What to produce:
Output the entries exactly as they appear. Pictures should not be included.

Photo-based referring expression data:
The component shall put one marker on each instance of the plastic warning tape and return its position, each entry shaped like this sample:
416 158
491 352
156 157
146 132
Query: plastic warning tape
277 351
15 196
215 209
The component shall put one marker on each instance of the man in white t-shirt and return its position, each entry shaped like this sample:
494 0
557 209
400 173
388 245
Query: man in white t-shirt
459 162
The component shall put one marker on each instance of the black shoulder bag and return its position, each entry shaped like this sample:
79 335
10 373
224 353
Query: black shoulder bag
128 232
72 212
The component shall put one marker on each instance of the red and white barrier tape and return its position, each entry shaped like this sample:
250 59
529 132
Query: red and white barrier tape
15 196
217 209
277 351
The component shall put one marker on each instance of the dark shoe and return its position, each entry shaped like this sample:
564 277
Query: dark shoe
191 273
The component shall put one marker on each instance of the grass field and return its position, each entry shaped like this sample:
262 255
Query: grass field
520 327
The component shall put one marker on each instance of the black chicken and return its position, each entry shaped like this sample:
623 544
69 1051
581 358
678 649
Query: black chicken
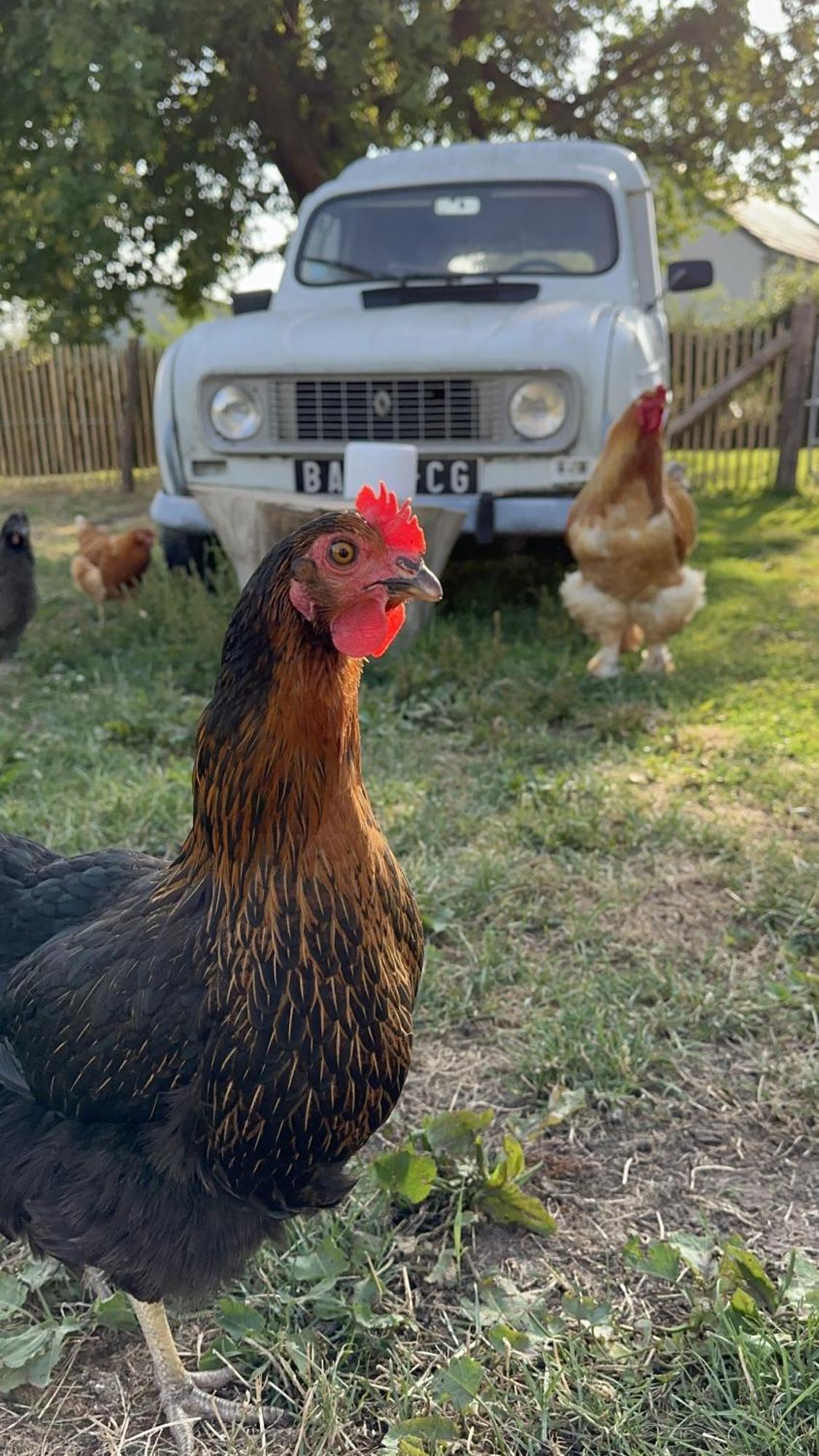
18 592
191 1052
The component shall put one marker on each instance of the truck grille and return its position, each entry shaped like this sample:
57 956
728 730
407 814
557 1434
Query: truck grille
413 410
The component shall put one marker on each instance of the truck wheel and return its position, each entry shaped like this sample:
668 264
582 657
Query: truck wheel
189 551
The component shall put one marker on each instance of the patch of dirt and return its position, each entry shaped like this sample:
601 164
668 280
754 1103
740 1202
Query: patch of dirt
672 902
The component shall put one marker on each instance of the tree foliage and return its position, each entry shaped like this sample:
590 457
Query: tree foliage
138 138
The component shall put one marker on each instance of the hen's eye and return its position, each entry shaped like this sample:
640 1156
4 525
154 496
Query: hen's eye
343 554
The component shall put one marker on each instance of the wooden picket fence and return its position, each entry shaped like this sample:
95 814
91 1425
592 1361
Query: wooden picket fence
62 411
65 411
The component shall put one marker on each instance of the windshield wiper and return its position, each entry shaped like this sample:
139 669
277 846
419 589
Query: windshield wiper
350 269
448 277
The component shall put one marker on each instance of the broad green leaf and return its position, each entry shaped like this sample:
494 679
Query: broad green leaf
740 1269
743 1304
586 1310
12 1294
503 1336
407 1174
697 1251
802 1289
660 1259
30 1358
240 1320
459 1382
424 1431
454 1133
116 1313
510 1166
510 1205
563 1103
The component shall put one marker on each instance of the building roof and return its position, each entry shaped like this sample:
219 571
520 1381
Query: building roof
780 228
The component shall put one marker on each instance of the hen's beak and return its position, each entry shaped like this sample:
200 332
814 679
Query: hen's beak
423 586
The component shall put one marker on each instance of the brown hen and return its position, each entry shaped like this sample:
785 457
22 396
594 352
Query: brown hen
106 566
630 531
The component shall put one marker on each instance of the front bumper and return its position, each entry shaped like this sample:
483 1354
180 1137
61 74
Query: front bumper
509 516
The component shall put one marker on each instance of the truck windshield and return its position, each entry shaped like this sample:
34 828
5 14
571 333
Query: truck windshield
459 232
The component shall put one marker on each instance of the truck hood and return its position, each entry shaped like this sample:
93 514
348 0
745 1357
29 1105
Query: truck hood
424 339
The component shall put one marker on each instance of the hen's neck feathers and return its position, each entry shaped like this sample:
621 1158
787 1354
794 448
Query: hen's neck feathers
627 458
277 774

Response area:
The component shall put one marker on each instance of the plastic warning tape and return its position, each entry shaped like this sample:
416 158
491 352
156 157
146 132
Query: plastic warning tape
277 351
15 196
215 209
The component shall put one marker on each instance of the man in white t-shirt and return its position, each entry shaped like this sample:
494 0
557 209
400 173
388 245
Query: man in white t-shirt
459 162
The component shall put one marker on each instance of the black shoulder bag and return its position, each entry shaped like this sample:
79 335
10 373
224 353
Query: black shoulder bag
128 232
72 212
The component shall put one marker on each instance of the red and white barrier tape and return its position, each entry shaped like this sample:
250 59
529 132
Query: red and white barrier tape
15 196
217 209
277 351
The component shall put one marker on each instance of the dark shoe and return its position, each entry shaped like this sample:
564 277
Query: dark shoe
191 273
The component shall put one marker on each instance of the grass field and return its position, each entry shaped like this sample:
262 255
Query: grass field
520 327
The component shall put one marker on each instance of the black chicken and return its position, each entry shaped like this sample:
623 544
69 1051
581 358
678 649
Query: black chicken
18 592
191 1052
The component shall put one marker on each instance of the truck grille and return its position, each entry shaped like this sample:
57 956
728 730
407 814
557 1434
Query: truck grille
413 410
The component shall put one marker on each instance of the truck wheel and return its position, each entry shaped like this sample:
668 264
582 657
Query: truck wheel
189 551
The component shall put one marker on each instance of the patch of dirt and return its position, each entry shaped like this sample:
601 164
668 280
754 1103
740 1202
Query: patch of dirt
672 902
The component shall put one marker on each instance of the tree foliage and return its position, each entry shaped like this sample:
590 457
Query: tree foliage
138 138
The component shall put one marker on each instance of the hen's eye and return its position, each entry shaped like this sample:
640 1156
4 525
154 496
Query: hen's eye
343 554
The component shall put one marker on each instance of the wooden picket fence and return its position, each entry shaped like this sample:
95 814
91 1425
592 1361
Query: wooden picket fence
62 411
65 411
The component shall put one marker on each instance of the windshield wiper and return its position, each entry shaped like this sample:
139 669
277 846
419 589
Query: windshield wiper
350 269
448 277
The component shall put one marker on each instance of the broad green leaf and return its position, each entry shaped like this sample:
494 679
Query: broad green leaf
740 1269
743 1304
586 1310
12 1294
503 1336
407 1174
697 1251
802 1289
660 1259
30 1358
240 1320
459 1382
424 1431
454 1133
116 1313
510 1166
510 1205
563 1103
The component shall put one marker on each instance of the building roof and return its position, each entry shaped like this sample:
219 571
520 1381
Query: building roof
780 228
The component shall put one marker on each instance of the hen's beak and return its position, each entry shaped like this sample:
200 332
814 679
Query: hen's beak
423 586
The component shall put one marker on each instance of the brown hen and return its position, each entry shaped like this sample:
785 457
22 396
594 352
Query: brown hen
106 566
630 531
The component shall put one marker on each instance of the front bumper and return its position, each entry shaped like this sample:
483 1354
180 1137
61 74
Query: front bumper
509 516
The component shall put one marker on each instance of the truck windshield and return its position, each entry shaped like this sample:
34 828
5 14
571 333
Query: truck windshield
459 232
The component shall put one marker on each instance of the truck hood and return its position, each entry shaped like this sample:
93 514
348 0
745 1357
29 1105
Query: truck hood
424 339
The component shall put one marker on each instance of the hen's neck feathers and return its position, each entry shaped like this sample:
621 1158
787 1354
794 448
Query: hen's neck feathers
627 458
277 774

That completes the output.